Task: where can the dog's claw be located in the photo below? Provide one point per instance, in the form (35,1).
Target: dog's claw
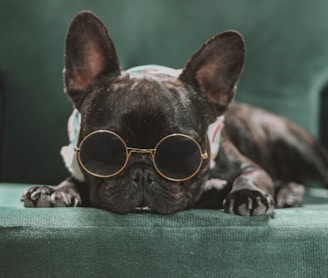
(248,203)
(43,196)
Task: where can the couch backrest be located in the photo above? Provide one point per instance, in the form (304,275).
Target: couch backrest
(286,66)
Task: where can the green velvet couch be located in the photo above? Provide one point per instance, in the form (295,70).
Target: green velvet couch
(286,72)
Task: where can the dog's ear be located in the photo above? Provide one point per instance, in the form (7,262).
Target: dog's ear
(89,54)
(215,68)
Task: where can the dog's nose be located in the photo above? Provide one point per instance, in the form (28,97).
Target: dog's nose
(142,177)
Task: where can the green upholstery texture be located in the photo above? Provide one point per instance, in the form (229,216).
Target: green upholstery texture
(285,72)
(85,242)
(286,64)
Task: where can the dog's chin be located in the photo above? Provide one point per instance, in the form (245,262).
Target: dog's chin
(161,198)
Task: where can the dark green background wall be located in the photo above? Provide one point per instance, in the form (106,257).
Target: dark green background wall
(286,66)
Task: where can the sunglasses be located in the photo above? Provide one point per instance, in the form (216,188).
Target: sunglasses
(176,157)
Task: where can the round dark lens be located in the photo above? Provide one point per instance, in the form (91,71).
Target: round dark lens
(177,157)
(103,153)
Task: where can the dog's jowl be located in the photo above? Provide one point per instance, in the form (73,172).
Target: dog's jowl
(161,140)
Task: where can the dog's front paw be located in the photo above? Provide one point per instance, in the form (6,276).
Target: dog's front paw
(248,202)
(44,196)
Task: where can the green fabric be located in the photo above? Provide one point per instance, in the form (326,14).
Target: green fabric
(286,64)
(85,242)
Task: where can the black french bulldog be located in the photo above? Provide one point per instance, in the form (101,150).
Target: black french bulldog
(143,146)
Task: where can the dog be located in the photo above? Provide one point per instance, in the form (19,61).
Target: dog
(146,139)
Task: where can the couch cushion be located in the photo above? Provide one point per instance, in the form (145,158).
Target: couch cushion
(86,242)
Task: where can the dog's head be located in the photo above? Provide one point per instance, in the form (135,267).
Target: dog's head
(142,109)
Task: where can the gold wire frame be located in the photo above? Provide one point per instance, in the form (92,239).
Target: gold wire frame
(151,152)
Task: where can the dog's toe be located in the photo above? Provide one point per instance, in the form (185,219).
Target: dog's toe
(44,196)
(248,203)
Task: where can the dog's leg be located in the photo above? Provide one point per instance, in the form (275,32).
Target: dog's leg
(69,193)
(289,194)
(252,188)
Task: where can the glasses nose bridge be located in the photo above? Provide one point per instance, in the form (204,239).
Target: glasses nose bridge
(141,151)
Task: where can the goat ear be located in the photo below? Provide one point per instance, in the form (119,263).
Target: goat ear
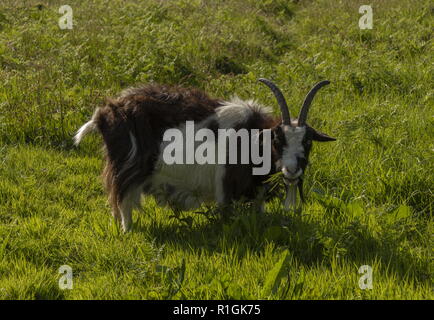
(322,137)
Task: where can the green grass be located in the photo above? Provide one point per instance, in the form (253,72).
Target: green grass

== The request ==
Reproduce all of the material above, substituting "sofa" for every "couch" and keeping everything else the same. Omit the pictures.

== Task result ==
Task: where can the dog's claw be located in the photo below? Provide one point per instance, in the form (35,1).
Target: dog's claw
(248,203)
(43,196)
Task: where can the sofa backrest be located in the photo above? Provide one point per instance, in the form (304,275).
Target: sofa backrest
(286,66)
Task: where can the green velvet sofa be located in the photo above? Provide one point per instance, in the form (295,70).
Target: green velvet sofa
(286,72)
Task: where can the dog's ear be located in the photo above? Provide one point per instance, in the form (7,262).
Target: dog's ear
(89,54)
(215,68)
Task: where can the dog's nose be located in the photo above? Provide one point per instance, in the form (28,97).
Target: dog's nose
(142,177)
Task: where can the green upholstery texture be located in the photo above? Provide one point per instance, in the form (229,216).
Target: green upholstery texture
(285,72)
(85,242)
(286,64)
Task: where can the dog's chin be located in the photo above? Provide one point per instance, in the form (245,262).
Target: dog's chin
(161,198)
Task: where can the dark green background wall be located in the photo above? Provide one point per instance, in the form (106,257).
Target: dark green background wall
(286,66)
Task: where can the sunglasses be located in the photo above? Provide one point per instance, in the form (216,188).
Target: sunglasses
(176,157)
Task: where can the round dark lens be located in the photo above? Provide one point per instance, in the form (91,71).
Target: round dark lens
(177,157)
(103,153)
Task: where can the dog's jowl be located in the photo above? Provide one point per instance, in the form (73,172).
Target: dog's jowl
(161,140)
Task: where can the dog's front paw be located in the photo above? Provide one point per instance, in the form (6,276).
Target: dog's front paw
(248,202)
(44,196)
Task: where can the green fabric be located in the photo above? Provide one point per instance, in the form (326,14).
Target: green fabric
(286,64)
(85,242)
Task: where can the black french bulldog be located in the photo above? Provide one point per instance, in the form (101,150).
Target: black french bulldog
(143,146)
Task: where can the dog be located in the photo above? Provide one point per instance, in the form (19,61).
Target: dog
(146,139)
Task: where can the sofa cushion be located in the photo above? Provide one point per instance, in the form (145,158).
Target: sofa cushion
(86,242)
Task: where can the dog's head be located in the photo above? Provide one point per instance, in the form (135,267).
Target: dog's head
(142,109)
Task: where can the gold wire frame be located in the photo above? Provide one point per instance, in the form (92,239).
Target: gold wire frame
(151,152)
Task: where can the dog's toe be located in the photo above? Provide one point per instance, in the form (185,219).
Target: dog's toe
(44,196)
(248,203)
Task: where can the dog's leg be located in the photo above? Provide one point per instance, in the form (275,32).
Target: dog's leg
(69,193)
(289,194)
(252,188)
Task: where can the glasses nose bridge be located in the photo above? Provide one point per instance, in the form (204,239).
Target: glasses nose bridge
(141,151)
Task: where can the goat ear be located in the photo below? Provide one point per instance, in the form (119,263).
Target: goat ear
(322,137)
Task: where can the green grass be located in the photo above? Provide one point per instance, in the form (253,72).
Target: green grass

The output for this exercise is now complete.